» Tasks and exercises:
[1] From the GB 18030 certification post, transcribe the part that opens with the words containing "Unless you always" and closes with "difficult to debug.".
[2] Answer these questions from the GB 18030 certification post:
(a) What name is given to the Chinese set of precomposed Tibetan stacks?
(b) Which two OpenType Tibetan fonts does Andrew West name?
(c) Without normalization, what could become hard to manage and debug?

Re: GB 18030 Certification

From: Christopher Fynn (
Date: Sun Aug 21 2005 - 22:55:13 CDT

  • Next message: Peter Constable: "RE: Questions re ISO-639-1,2,3"

    Andrew West wrote:

    > If support for the Chinese "Set A" set of precomposed Tibetan stacks
    > is now a requirement for GB18030 certification, then I would have
    > thought that OpenType Tibetan fonts such as Xiamalaya and Tibetan
    > Machine Uni that already fully support Unicode Tibetan by means of
    > OpenType tables could be made GB18030 compliant by adding in extra
    > mappings from the PUA codepoints defined in Set A to the appropriate
    > glyphs in the font where available or by decomposing the PUA code
    > points using OpenType features.

    A single set of glyphs is fine but the lookups could be very complicated.
    Unless you always perform some kind of "normalization", if a single
    document is edited on diverse systems you could end up with something in
    kind of a mixed (partly pre-composed and partly "atomic" Unicode)
    encoding - or something in between. What happens when you add a single
    combining consonant to a precomposed consonant stack?

    Without normalization of some kind the font lookup tables needed
    to handle every possible way of encoding each stack could quickly
    become unmanagable and difficult to debug.

» Supplied records:

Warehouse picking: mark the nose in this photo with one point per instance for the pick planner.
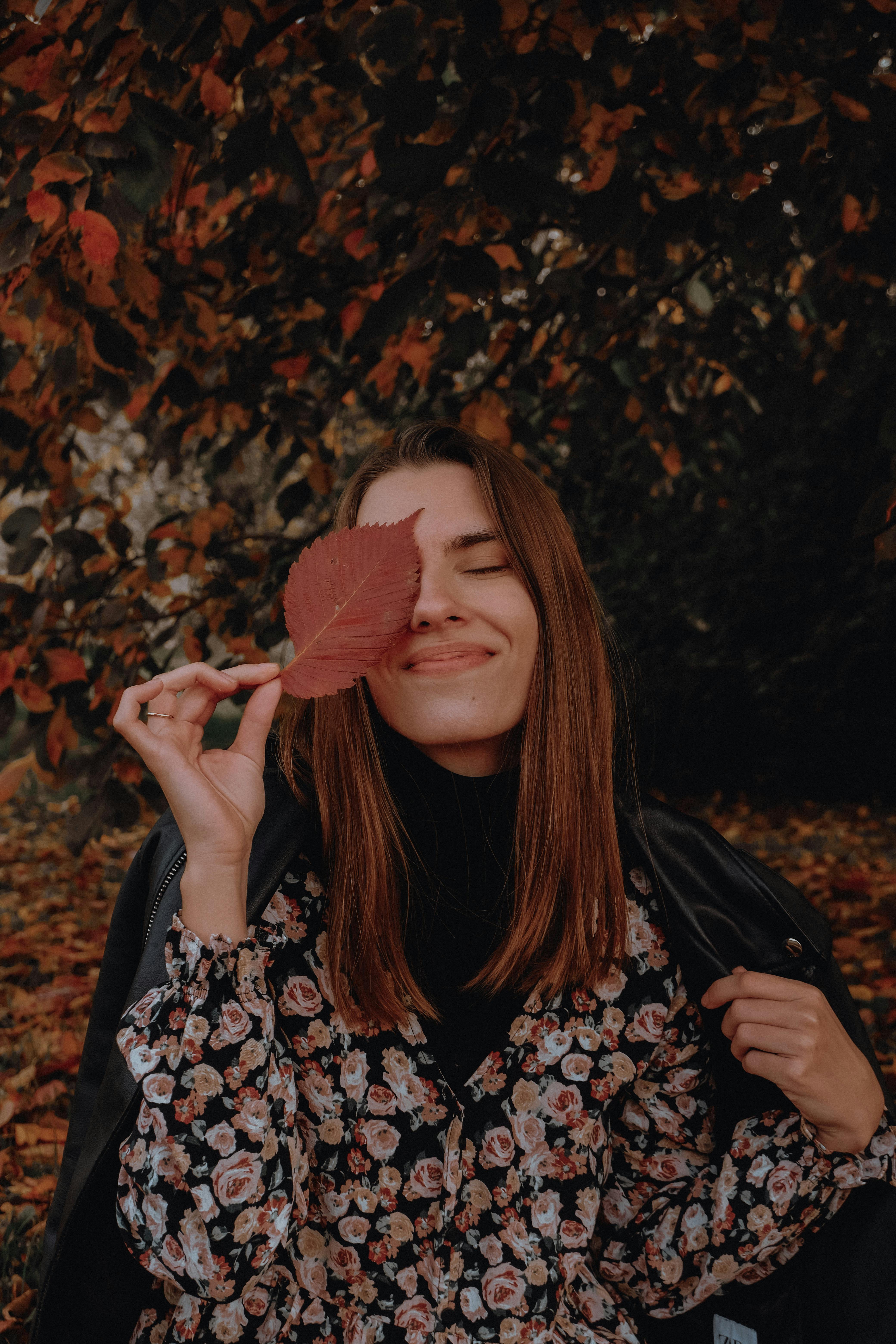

--

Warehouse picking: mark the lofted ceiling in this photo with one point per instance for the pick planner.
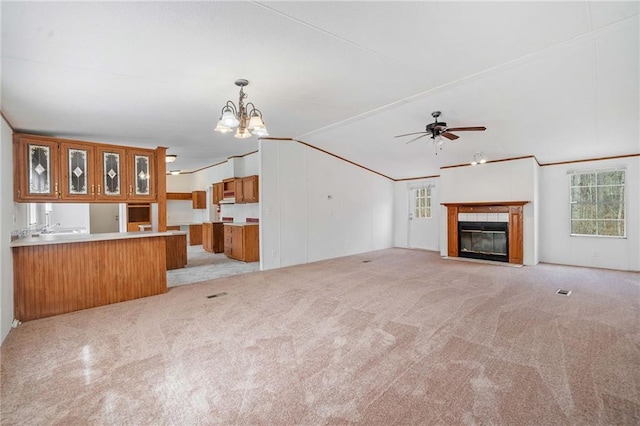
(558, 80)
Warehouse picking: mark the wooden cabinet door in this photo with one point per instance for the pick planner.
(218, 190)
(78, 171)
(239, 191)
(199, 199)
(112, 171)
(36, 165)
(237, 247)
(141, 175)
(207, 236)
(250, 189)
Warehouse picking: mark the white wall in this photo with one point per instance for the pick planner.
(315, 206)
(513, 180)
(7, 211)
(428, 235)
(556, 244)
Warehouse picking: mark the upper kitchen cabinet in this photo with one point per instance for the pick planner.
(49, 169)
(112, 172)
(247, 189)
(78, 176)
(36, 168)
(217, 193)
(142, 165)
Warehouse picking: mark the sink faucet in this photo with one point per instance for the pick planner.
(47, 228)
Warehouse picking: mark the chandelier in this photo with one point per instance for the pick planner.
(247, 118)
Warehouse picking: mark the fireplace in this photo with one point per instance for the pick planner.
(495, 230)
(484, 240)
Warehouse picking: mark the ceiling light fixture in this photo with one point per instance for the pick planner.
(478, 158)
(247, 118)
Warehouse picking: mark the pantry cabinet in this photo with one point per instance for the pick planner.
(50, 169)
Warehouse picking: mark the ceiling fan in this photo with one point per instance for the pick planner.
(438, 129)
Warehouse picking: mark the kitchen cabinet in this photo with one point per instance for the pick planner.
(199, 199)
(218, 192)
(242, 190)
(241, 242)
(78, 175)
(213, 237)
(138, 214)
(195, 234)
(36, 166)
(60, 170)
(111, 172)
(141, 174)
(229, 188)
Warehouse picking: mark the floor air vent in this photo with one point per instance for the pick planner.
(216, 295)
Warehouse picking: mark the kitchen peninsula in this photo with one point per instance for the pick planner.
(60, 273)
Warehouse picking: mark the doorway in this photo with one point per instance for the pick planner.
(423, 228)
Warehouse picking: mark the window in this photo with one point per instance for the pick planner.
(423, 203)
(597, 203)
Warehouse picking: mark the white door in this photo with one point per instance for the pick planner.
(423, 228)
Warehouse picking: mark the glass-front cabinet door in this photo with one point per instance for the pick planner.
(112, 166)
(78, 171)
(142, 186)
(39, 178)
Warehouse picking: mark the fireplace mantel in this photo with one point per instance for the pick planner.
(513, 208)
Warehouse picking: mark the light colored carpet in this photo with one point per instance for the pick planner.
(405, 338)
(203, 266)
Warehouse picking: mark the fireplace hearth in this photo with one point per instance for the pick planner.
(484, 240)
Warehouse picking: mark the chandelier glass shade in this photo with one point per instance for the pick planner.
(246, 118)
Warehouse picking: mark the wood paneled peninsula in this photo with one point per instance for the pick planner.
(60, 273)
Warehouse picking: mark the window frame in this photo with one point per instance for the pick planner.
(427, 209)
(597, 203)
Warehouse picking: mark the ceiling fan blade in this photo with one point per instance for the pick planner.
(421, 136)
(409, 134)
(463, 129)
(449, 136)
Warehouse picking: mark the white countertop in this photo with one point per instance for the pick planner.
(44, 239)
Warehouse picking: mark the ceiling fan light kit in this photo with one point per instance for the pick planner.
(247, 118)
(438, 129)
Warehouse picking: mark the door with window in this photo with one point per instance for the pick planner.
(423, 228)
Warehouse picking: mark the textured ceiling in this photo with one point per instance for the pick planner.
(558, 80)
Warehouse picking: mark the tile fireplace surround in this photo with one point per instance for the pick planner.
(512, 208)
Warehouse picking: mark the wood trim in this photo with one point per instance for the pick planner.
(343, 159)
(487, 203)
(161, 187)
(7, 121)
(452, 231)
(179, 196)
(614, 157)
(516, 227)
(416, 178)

» Expected answers:
[1]
Unless you always perform some kind of "normalization", if a single
    document is edited on diverse systems you could end up with something in
    kind of a mixed (partly pre-composed and partly "atomic" Unicode)
    encoding - or something in between. What happens when you add a single
    combining consonant to a precomposed consonant stack?

    Without normalization of some kind the font lookup tables needed
    to handle every possible way of encoding each stack could quickly
    become unmanagable and difficult to debug.

[2]
(a) "Set A"
(b) Xiamalaya and Tibetan Machine Uni
(c) The font lookup tables needed to handle every possible way of encoding each stack